=== How to complete this task ===
In the forum reply about the Carroll video debate, what is Carroll's claim said to boil down to?

=== Passage shown ===
===
…does it occur to you that there may be other
videos? By golly…I did actually point out that very thing!!!!!!
But you were replying about the video debate that I posted, i.e. this one
https://www.youtube.com/watch?v=h0YtL5eiBYw
And in the very next post (no other intervening posts to complicate what anyone was referring to), you posted a direct reply (quoting the whole of my post) in which your very first line of reply was to say the following -
Carroll’s claim boils down to this: That there is no known medium or mechanism that could account for NDE’s / OBE’s etc., and that if they were to occur they would be detectable. This is utter garbage…especially for a qualified physicist (thus I question his credibility…with good reason).
So you were most definitely talking about what Carroll said in that particular video (not what he might have ever said at some other time in some other place).
===
=== Available data ===

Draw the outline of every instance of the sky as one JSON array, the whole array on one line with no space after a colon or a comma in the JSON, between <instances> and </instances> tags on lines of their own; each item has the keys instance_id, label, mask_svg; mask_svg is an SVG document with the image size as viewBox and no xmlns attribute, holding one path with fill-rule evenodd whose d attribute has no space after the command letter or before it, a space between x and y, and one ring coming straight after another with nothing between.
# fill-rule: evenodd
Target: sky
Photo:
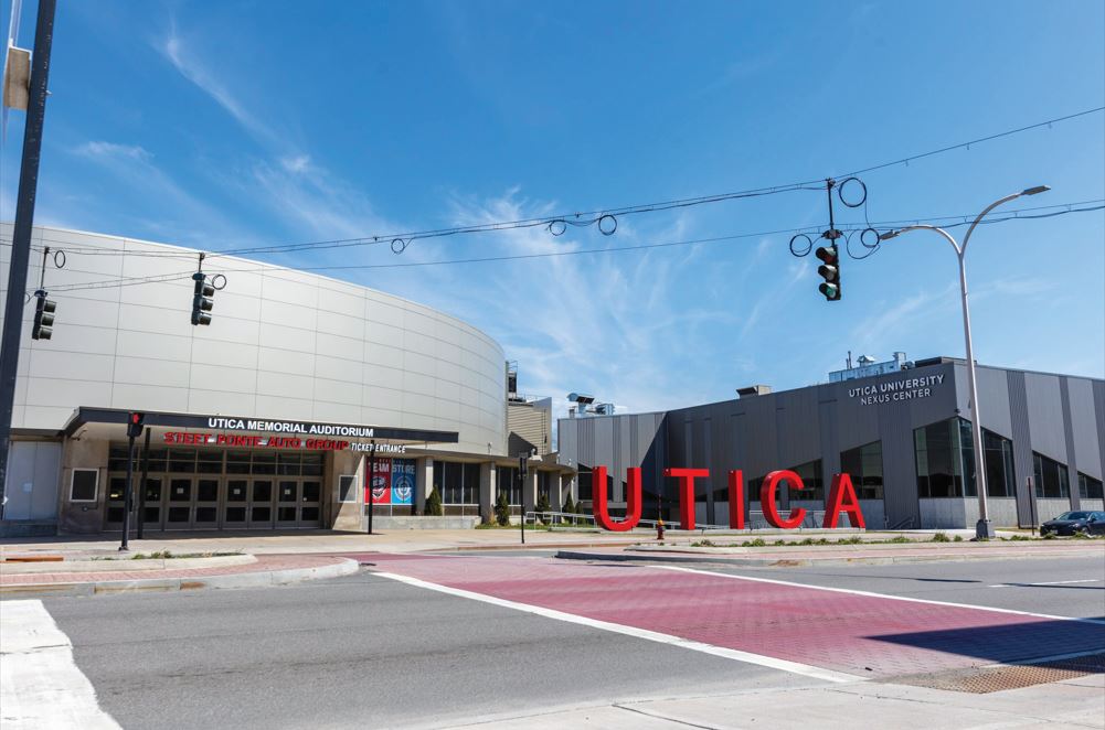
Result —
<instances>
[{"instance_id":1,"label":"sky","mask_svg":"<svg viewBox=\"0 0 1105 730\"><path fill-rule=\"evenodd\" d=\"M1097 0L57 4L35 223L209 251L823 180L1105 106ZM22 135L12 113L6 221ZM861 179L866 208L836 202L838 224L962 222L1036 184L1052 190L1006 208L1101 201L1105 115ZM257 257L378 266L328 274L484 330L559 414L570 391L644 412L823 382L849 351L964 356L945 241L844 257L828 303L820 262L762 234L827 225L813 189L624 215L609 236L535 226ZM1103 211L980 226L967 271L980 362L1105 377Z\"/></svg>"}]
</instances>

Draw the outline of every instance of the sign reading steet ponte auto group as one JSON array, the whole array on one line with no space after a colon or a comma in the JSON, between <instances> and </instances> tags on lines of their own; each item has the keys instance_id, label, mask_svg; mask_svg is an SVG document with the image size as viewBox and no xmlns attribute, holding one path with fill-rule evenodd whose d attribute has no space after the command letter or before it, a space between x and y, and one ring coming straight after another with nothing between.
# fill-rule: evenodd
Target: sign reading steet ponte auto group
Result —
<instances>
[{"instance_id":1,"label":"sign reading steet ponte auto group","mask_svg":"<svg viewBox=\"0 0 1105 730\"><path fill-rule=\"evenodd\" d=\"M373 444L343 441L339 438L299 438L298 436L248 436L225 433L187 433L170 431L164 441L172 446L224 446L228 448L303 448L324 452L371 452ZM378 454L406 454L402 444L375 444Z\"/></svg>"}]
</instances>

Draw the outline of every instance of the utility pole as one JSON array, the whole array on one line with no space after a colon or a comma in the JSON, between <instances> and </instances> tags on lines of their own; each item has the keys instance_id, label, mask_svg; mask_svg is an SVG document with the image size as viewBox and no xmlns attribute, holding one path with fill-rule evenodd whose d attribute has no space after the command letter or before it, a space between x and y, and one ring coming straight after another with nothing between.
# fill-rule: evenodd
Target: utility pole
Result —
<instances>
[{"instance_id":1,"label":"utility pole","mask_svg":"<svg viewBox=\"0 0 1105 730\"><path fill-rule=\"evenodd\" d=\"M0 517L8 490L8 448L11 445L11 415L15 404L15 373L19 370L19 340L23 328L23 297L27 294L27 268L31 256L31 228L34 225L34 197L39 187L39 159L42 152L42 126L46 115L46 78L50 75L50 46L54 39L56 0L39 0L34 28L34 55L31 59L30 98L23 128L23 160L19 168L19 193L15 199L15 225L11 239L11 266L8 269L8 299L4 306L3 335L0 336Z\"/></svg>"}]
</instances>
===
=== Answer ===
That there is no known medium or mechanism that could account for NDEs/OBEs, and that if they were to occur they would be detectable.